- **The task**
Word for word, reproduce the listing that follows, excluding any pictures it contains.
= = =
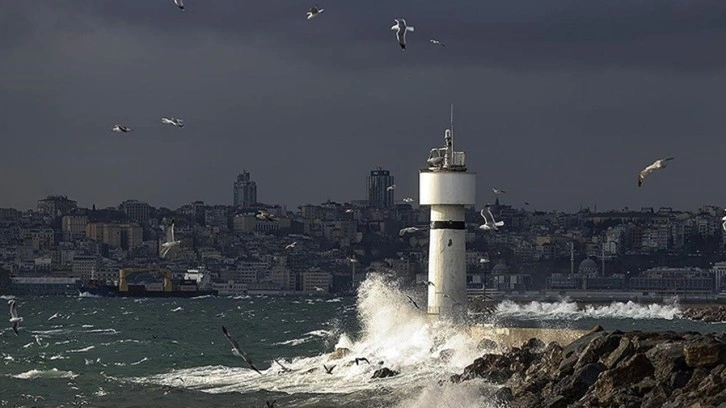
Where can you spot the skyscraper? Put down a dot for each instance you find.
(379, 194)
(245, 191)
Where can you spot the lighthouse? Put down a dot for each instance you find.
(447, 187)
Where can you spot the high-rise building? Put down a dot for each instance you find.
(136, 211)
(245, 191)
(380, 189)
(56, 206)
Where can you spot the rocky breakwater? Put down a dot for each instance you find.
(706, 314)
(610, 369)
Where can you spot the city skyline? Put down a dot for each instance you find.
= = =
- **Output of the exercise**
Where can you spot the skyscraper? Put down a dot for each instance you find.
(379, 194)
(245, 191)
Where can you spot the lighthouse? Put down a dot for each instance you find.
(447, 187)
Where can you spot the high-rise building? Put down a dot for each instance you find.
(136, 211)
(245, 191)
(380, 189)
(56, 206)
Where can you spot the rocky breakwater? Put down a dot for each instance you find.
(706, 314)
(610, 369)
Where can you spot the city skyline? Put down a dot for each instance you find.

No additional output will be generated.